### Problems to work on:
1. In the article on machine readable specifications at scale, what does it say is still the primary purpose of a specification?
2. Pick up the article on machine readable specifications at scale after its final sentence and keep writing it.

### Document extract:
==*==

Machine readable specifications at scale

Intel logo There are lots of potential uses for machine readable specifications so you would think that every major real world artifact like long-lived hardware and software systems, protocols, languages, etc. would have a formal specification that is used by all teams extending the design, creating new implementations, testing/verifying the system, verifying code that uses the system, doing security analyses or any of the other potential uses. But, in practice, this is usually not true: most real world systems do not have a well tested, up to date, machine readable specification.

This article is about why you might want to change this and some things to consider as you go about it. In particular, it is about the use and creation of machine readable specifications at scale: when the number of engineers affected is counted in the thousands. This sort of scale leads to different problems and solutions than you would see in a 5–10 person project and both the challenges and the potential benefits are significantly larger.

The main things I want to explain are

  • Why your specification language should be weak and inexpressive
  • Don’t expect that the specification to meet 100% of the the needs of any individual team but aim to meet almost all the needs of almost all of the teams.
  • That specifications of long lived real world systems need clear, precise mechanisms to be explicitly vague and imprecise.
  • Specifications must be great documentation: even as we enable the use of specifications in tools, the primary purpose of a specification is still communication between human beings.
  • We create a specification by distilling multiple existing “sources of truth” into a single specification and by validating the result against all of the sources.
  • Try to create a virtuous cycle where every additional user increases the quality of the specification and this, in turn, attracts more users.
  • The downside of machine readable specifications.

The benefits of machine readable specifications

  • Given all the potential uses of specifications, the most obvious benefit that we hope for is higher quality implementations of the specification. This is especially important when developing systems where bugs have a major impact on users and fixing them is hard or expensive. Depending on when the problem is found, it can delay release (affecting time to market), require “respins” (having to manufacture the product again), or affect reputation. Areas with these issues include chip design and building secure systems.

  • Important real world systems have lots of implementations: earlier versions going back decades in time, different teams in a single company creating independent implementations for different market niches, and teams at different companies creating competing implementations. All of these implementations have to be consistent with each other: users depend on backwards compatibility, on compatibility across implementations and on compatibility between the products of different companies.

  • If designers start with a low quality or ambiguous specification, problems will be found late during development by the validation team. The later the problems are found, the more impact it has on the release date which reduces how much of the market that product can capture and also increases the engineering costs for that product and delays when the team can start building the next product.

==*==

### Data shown:
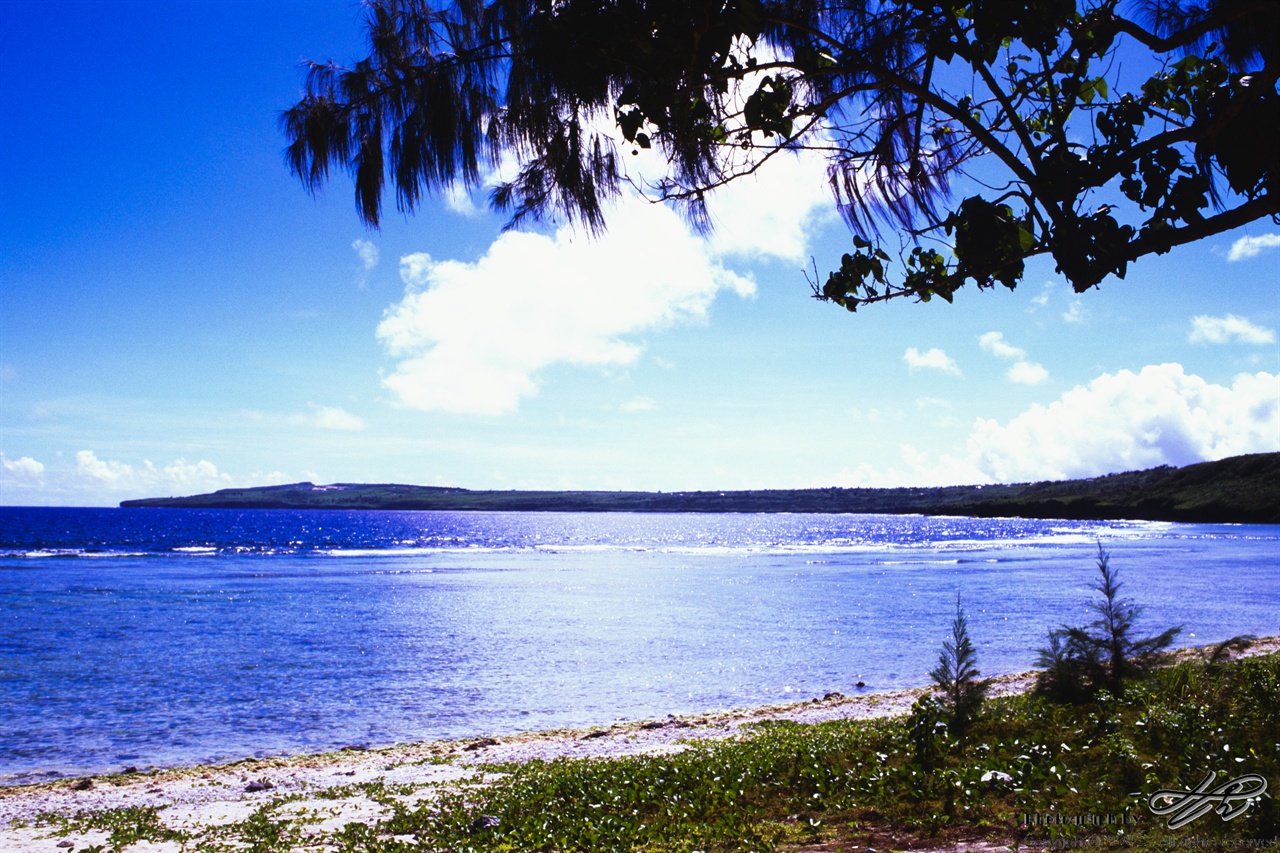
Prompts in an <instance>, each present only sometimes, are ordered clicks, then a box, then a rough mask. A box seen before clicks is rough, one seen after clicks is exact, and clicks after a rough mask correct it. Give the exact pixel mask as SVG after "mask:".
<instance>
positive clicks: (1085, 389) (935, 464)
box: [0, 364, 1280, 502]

==*==

### Numbered answers:
1. Communication between human beings.

2.
  • Most importantly, machine readable specifications improve communication within the company, with any surrounding ecosystem (e.g., compiler writers, OS teams, or malware analysis tools), and with users. Real world systems are regularly extended with new features, the specifications often change in the process of developing the first implementation and those changes have to be communicated to all the other teams adding support for the new features. While “diffing” a paper document will catch some of those changes, automated uses of machine readable specifications let teams automatically update everything that they generate from the specifications.

What makes a good machine readable specification?

The benefits of having machine readable specifications come from having many different users. Those users all use the specifications in different ways: architects test the spec as they are building it; RTL designers read the specification to check what they have to build; verification teams use the spec as a golden reference or test oracle; security analysts verify security properties of the specification; simulation engineers transform the specifications into simulators or feed them to JIT engines for really high performance simulators; anti-malware teams turn the specification into tools for symbolically simulating the specification; technical communication teams turn the specification into accessible, readable, well structured, accessible documentation for users of the system; etc.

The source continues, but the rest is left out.